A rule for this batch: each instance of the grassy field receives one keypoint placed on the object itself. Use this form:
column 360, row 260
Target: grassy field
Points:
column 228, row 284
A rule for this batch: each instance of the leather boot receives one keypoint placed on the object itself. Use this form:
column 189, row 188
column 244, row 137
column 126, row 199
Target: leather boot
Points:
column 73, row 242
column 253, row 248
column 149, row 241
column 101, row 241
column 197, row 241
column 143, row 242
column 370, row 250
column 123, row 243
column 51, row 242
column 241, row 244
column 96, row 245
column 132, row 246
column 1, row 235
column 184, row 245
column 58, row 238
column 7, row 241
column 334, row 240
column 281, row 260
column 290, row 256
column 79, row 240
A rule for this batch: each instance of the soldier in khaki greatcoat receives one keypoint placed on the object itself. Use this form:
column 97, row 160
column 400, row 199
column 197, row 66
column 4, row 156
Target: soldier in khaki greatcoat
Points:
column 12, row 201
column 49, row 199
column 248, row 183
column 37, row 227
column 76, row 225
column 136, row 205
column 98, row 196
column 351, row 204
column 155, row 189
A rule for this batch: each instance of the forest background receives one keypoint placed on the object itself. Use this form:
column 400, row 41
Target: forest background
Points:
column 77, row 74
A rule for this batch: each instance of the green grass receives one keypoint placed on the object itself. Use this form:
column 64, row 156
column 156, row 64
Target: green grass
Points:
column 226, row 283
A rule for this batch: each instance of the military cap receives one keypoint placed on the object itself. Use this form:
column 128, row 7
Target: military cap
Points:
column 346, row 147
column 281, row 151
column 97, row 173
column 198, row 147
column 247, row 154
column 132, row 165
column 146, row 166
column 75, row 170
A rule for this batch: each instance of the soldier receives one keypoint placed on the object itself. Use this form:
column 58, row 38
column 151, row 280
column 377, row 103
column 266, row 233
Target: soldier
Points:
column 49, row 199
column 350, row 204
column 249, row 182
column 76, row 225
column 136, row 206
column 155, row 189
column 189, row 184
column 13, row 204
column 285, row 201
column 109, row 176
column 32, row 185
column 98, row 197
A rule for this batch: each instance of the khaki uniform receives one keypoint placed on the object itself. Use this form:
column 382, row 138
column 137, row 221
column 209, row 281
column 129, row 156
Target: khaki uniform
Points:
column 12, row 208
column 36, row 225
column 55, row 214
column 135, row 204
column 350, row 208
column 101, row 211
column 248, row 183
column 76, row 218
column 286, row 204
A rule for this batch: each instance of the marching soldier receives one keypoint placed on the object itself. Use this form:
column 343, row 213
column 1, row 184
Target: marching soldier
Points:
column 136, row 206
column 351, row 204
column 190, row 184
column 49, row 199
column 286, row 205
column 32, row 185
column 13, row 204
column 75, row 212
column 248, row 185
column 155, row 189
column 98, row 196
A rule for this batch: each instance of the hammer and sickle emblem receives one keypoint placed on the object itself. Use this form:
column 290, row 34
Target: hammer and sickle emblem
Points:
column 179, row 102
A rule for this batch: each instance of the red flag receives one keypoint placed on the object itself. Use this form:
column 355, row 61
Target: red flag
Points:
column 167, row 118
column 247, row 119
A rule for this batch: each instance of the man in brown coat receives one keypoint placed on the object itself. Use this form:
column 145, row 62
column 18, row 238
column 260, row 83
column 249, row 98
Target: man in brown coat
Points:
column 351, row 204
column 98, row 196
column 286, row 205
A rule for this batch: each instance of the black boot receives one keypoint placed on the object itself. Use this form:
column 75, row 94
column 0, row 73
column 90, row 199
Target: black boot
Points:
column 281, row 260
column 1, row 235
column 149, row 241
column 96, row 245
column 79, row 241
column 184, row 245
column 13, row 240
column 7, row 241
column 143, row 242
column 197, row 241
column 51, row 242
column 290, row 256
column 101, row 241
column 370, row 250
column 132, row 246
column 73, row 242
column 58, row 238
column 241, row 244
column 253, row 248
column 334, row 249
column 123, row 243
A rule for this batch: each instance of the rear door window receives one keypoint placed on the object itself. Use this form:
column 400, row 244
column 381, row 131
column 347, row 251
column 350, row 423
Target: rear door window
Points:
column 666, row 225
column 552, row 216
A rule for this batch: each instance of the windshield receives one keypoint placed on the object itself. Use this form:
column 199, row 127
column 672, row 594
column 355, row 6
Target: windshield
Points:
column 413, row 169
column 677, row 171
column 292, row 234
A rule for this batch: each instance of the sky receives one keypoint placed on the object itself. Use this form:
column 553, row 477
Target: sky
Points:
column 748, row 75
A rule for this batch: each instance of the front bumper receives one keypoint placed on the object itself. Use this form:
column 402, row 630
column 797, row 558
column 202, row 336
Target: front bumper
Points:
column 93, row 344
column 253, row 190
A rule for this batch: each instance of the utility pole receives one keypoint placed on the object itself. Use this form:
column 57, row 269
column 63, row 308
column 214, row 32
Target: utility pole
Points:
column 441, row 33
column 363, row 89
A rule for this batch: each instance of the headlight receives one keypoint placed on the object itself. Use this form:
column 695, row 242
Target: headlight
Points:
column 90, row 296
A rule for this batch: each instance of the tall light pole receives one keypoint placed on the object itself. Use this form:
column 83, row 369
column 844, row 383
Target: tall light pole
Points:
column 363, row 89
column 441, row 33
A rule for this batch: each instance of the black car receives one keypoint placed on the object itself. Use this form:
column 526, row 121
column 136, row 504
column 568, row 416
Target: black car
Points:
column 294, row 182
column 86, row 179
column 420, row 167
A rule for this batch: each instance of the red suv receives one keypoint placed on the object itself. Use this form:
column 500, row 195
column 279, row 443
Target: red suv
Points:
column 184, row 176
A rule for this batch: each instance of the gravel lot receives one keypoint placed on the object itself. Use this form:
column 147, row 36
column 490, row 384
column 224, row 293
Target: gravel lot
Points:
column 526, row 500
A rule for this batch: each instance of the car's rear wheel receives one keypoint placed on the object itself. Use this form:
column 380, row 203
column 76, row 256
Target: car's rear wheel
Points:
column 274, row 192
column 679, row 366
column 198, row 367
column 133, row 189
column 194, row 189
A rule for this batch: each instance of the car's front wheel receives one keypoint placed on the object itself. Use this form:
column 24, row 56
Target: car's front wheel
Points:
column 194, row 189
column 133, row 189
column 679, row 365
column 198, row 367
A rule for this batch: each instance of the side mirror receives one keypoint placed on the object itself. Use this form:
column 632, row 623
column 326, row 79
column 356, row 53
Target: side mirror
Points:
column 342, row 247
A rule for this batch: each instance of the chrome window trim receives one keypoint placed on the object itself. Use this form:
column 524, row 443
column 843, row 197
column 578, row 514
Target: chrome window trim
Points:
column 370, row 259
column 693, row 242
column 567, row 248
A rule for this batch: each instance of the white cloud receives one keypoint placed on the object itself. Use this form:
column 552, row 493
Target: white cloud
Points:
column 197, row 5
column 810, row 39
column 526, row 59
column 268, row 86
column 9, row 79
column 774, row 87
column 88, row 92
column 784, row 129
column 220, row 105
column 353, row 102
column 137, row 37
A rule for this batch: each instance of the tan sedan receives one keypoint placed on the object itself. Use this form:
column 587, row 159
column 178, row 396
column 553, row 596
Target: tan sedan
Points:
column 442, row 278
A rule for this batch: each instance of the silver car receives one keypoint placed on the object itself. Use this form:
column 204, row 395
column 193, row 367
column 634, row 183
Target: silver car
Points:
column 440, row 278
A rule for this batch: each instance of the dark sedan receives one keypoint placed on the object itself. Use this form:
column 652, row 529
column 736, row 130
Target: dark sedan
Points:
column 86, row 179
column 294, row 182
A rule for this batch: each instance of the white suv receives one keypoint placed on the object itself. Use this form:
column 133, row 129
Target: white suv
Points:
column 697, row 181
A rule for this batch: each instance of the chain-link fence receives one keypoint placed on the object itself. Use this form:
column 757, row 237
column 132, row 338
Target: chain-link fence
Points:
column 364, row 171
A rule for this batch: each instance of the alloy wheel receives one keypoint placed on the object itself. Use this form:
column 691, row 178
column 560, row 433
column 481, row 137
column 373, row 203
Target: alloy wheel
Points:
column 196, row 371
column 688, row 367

# [WHAT YOU ARE ASKED TO DO]
Each line above that includes the word "side" is to be copied.

# [SOLUTION]
A rule for this batch: each instance of the side mirror receives one keypoint placed on the object itself. Use this form:
Target: side mirror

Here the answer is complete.